++++ RECORDS PROVIDED
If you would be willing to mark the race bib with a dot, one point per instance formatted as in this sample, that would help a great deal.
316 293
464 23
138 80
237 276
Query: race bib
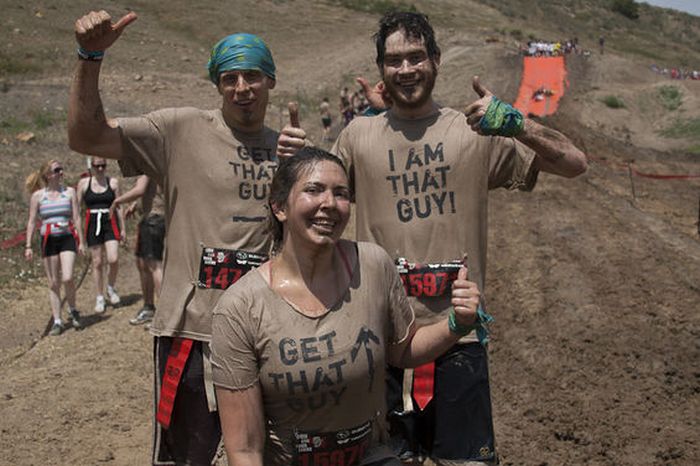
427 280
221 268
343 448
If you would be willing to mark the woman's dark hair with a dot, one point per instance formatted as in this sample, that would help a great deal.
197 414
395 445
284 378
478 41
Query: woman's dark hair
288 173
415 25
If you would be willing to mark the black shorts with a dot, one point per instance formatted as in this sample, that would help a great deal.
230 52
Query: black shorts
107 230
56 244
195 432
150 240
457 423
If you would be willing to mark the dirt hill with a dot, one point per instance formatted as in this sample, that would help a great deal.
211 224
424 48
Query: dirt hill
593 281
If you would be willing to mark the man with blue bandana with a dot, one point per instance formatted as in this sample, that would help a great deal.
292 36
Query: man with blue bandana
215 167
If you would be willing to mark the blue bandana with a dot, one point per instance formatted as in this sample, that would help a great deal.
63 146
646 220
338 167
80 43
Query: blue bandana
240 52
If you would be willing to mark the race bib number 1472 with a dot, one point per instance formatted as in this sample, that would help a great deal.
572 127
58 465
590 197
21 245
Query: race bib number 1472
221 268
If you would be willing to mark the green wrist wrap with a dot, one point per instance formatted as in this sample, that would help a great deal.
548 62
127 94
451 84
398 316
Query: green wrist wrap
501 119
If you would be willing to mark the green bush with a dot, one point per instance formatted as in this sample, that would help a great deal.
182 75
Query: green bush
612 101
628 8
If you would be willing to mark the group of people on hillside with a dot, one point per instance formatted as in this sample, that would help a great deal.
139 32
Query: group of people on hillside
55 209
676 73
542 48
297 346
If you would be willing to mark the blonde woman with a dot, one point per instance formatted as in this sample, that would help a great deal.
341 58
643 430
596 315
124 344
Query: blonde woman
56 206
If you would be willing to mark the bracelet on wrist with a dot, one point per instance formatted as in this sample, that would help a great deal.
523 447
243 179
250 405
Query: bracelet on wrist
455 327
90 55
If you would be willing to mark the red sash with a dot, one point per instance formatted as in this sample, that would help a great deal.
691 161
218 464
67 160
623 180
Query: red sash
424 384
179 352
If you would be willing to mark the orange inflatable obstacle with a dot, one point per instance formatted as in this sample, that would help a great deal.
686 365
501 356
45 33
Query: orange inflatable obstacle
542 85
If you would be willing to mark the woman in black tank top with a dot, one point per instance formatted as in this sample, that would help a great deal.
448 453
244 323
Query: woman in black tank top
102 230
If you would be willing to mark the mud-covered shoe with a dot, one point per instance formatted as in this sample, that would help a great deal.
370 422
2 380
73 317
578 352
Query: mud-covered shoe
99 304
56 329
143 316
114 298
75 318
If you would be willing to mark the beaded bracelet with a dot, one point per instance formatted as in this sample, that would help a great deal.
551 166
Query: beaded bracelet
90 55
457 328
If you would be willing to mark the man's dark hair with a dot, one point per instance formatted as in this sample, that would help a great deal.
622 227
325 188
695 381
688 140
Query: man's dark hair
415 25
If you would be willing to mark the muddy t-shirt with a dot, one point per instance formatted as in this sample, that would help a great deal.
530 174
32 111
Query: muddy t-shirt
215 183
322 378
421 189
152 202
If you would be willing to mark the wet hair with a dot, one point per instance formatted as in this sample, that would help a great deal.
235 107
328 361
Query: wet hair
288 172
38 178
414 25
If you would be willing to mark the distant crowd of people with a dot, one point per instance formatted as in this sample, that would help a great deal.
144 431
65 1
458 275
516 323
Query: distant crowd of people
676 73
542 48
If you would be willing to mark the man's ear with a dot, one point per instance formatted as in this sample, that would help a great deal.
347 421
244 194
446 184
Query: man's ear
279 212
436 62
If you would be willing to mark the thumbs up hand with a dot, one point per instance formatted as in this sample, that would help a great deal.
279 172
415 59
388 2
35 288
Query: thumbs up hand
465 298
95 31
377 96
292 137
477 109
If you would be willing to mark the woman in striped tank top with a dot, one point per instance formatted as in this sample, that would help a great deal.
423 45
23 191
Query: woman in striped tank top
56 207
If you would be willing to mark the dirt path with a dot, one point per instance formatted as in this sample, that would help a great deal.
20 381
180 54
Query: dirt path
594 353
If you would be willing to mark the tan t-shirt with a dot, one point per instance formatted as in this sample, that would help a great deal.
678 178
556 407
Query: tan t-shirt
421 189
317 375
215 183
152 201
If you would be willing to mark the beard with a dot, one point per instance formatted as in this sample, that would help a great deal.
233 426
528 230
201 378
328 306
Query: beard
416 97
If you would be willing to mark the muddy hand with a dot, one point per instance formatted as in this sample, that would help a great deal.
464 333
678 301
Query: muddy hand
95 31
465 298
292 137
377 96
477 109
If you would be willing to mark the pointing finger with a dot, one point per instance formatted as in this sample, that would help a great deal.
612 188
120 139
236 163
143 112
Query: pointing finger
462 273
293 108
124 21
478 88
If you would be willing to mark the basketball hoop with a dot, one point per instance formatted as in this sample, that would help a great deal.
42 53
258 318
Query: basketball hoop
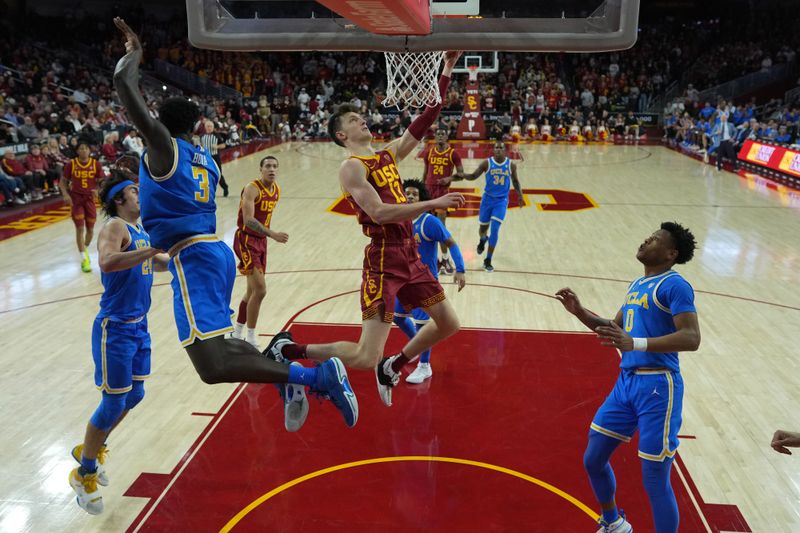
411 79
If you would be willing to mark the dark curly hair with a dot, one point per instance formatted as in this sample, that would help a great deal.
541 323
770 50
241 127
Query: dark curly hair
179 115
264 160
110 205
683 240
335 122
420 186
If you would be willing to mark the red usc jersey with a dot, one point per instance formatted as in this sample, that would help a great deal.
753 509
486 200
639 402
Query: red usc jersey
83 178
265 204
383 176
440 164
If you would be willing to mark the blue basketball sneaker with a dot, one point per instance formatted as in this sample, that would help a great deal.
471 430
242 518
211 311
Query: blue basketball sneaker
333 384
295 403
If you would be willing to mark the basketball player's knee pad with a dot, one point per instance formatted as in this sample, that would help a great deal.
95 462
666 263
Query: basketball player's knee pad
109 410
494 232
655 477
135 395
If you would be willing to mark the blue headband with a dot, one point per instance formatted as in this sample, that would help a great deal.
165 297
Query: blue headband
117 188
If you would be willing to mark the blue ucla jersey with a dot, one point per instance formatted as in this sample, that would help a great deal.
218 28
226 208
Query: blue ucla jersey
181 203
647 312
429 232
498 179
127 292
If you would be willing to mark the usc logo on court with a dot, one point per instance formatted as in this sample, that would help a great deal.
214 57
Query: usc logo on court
++++++++
Transcribe the whole listing exactly. Pictures stay out of your copy.

If you would be willing to mark the race bib with a dot, one point per instance formatted as in this sample, that would help a great deal.
316 293
464 23
138 80
237 276
Query: race bib
427 280
221 268
343 448
If you would be willing to mark the woman's dark hair with a dot, one point per instance formatted as in this sample, that would help a great deal.
197 414
395 445
284 378
478 41
Query: woman's dark hair
288 173
415 25
If you would be willing to mark the black shorts with a dot, one point per instance formatted as in this sample, that would help a great deal.
230 52
Query: black shorts
107 230
56 244
195 432
150 240
457 423
If you would be willing to mark the dirt hill with a dot, one point per instance formatted as in this sample, that would help a great deal.
211 224
424 48
Query: dirt hill
593 281
If you would be willing to mark the man with blue bandana with a dot, one point per instance formatted as in this sample, that would help a great deal.
292 36
Query: man with blue bandana
215 167
If you would be willing to mark the blue bandana with a dot, one point per instance formatted as in this sample, that would help a great deal.
63 146
646 220
338 167
80 43
Query: blue bandana
240 52
If you would be willing to mark the race bib number 1472 with a dot, one point per instance formatted as in this sample, that would help a great deal.
572 127
58 465
590 197
21 245
Query: race bib number 1472
221 268
If you would be willing to mark the green wrist wrap with a dot, one point per instance formatted as in this sample, that would help a great deal.
548 62
127 94
451 84
398 316
Query: green wrist wrap
501 119
If you would be willing to mark the green bush with a dot, one point per instance formatted as in this sample, that would help a great deal.
182 75
Query: green bush
612 101
628 8
If you would be willing to mark the group of people on hillside with a dot, one point per instance formatted as in this sample, that would help a great deal.
139 32
Query: group of people on hillside
55 209
676 73
542 48
297 346
If you would be willing to mark the blonde woman with a dot, one point per instance formatted as in this sample, that would help a great deal.
341 58
643 430
596 315
124 344
Query: blonde woman
56 206
If you would be willing to mark the bracelet on wrist with a dot, one point per instance formatted as in this sample, that would help a great deal.
523 447
243 179
250 405
Query: bracelet on wrist
455 327
90 55
If you would be willing to mark the red sash with a dot, one point per instance formatted as in this sample, that would help a great deal.
691 161
218 464
67 160
623 180
Query: red sash
424 384
179 352
If you would be willing to mark the orange inflatable obstacle with a dot, one point per instance formatted as in this sample, that would help a great deal.
686 365
501 356
45 33
Query: orange inflatable obstacle
542 85
If you would be willing to mark the woman in black tank top with a dot, one point per instance formatted as in this sample, that would help a great deal.
448 453
244 323
Query: woman in black tank top
102 230
If you would be willing to mark the mud-covered shoe with a dot, one point per instance formatted as in this sample, that would help a great deal.
370 422
2 380
73 317
578 352
Query: mud-covered shoe
99 304
56 329
143 316
114 298
75 318
If you would be willing to mark the beaded bracelet with a dot, one point per instance formatted as in this sample, that would help a great deal.
551 166
Query: beaded bracelet
90 55
457 328
If you would be willing to mark the man's dark hair with a dot, one point per instance formatted as in this sample, that would help a great deal.
622 227
325 188
695 381
688 140
Query: man's dark hair
415 25
If you would be willing to mark the muddy t-shirt with a dot, one point per instance formatted as in this sample, that would help a great deal.
530 174
32 111
Query: muddy t-shirt
215 183
322 378
421 189
152 202
If you would be willing to mark the wet hair with a dot, one point per instance formatted as in this sample, that would help a great deal.
235 107
328 361
Query: wet hair
288 172
38 178
414 25
If you would be willing to mark the distant crowd of people with a dot, one point per instance formatted as in this sample, that would help a great deal.
144 431
65 1
458 275
516 323
Query: distant crowd of people
676 73
542 48
If you would be willing to mark the man's ear with a dot, one point per instance formatted as in this sample, that would help a great deal.
347 421
244 194
446 184
Query: man's ear
279 212
436 62
If you would be willing to mark the thumbs up hand with a dot, one point per instance formatted as in this sample, that would help a great deal.
279 172
415 59
388 2
35 288
Query: thumbs up hand
465 298
95 31
377 96
292 137
477 109
If you would be willing to mark the woman in striped tank top with a dot, one point per instance formatted as in this sample, that would help a great deal.
423 45
23 191
Query: woman in striped tank top
56 207
If you would be willing to mark the dirt path with a dot, one point per instance formatted as in this sample, that would help a great deal.
20 381
180 54
Query: dirt path
594 353
If you would be willing to mark the tan t-shirt with a dot, one point per instance formatted as in this sample, that would help a great deal.
678 178
556 407
Query: tan t-shirt
421 189
317 375
215 183
152 201
If you would be willing to mark the beard with a dot, one point per instance formatted as in this sample, that would help a great deal.
233 426
528 230
201 378
328 306
Query: beard
416 97
If you would be willing to mark the muddy hand with a dot, one point per instance formatted as in this sample, that would help a great deal.
464 333
678 301
Query: muddy hand
95 31
465 298
292 137
377 96
477 109
If you would be willing to mark the pointing finger with a dot, one point per instance formatted as in this sample, that would help a great deal.
612 188
120 139
236 163
143 112
Query: pointing finger
462 273
293 108
124 21
478 88
If you would be willing to mark the basketball hoop with a dot, one point per instance formatted as in this sample, that would help a great deal.
42 53
258 318
Query: basketball hoop
411 79
If you would be willing to mark the dark curly hair with a dot, one point per instance formatted as in this sample, that would help a great deal.
541 323
770 50
241 127
Query: dark curly hair
179 115
264 160
110 205
683 240
335 122
420 186
If you would be willing to mark the red usc jersey with a dot, one point per instance formatted as in this sample, that would help a great deal.
753 509
486 200
639 402
Query: red usc jersey
83 178
265 204
383 176
440 164
If you would be willing to mark the blue basketball sneaker with a dot, one point per instance formatted as in this sample, that would help a great deal.
471 430
242 518
211 311
Query: blue basketball sneaker
333 384
295 403
If you would be willing to mark the basketball player's knee pad with a dot, one point per instance formatted as in this sample, that would help a great deal.
95 462
666 263
Query: basketball player's knee pad
109 410
494 232
655 477
135 395
If you would be willing to mark the blue headband with a dot, one point per instance formatted as in this sample, that would help a great deal.
165 297
Query: blue headband
117 188
If you would be willing to mark the blue ucla jersey with a dot, one point per instance formatted as in this sample, that would help a great deal.
218 28
226 208
Query: blue ucla jersey
181 203
647 312
429 232
498 179
127 292
If you would be willing to mark the usc logo on court with a dot, one point per instance formatted as in this sample, that would help a great deal.
214 57
Query: usc logo on court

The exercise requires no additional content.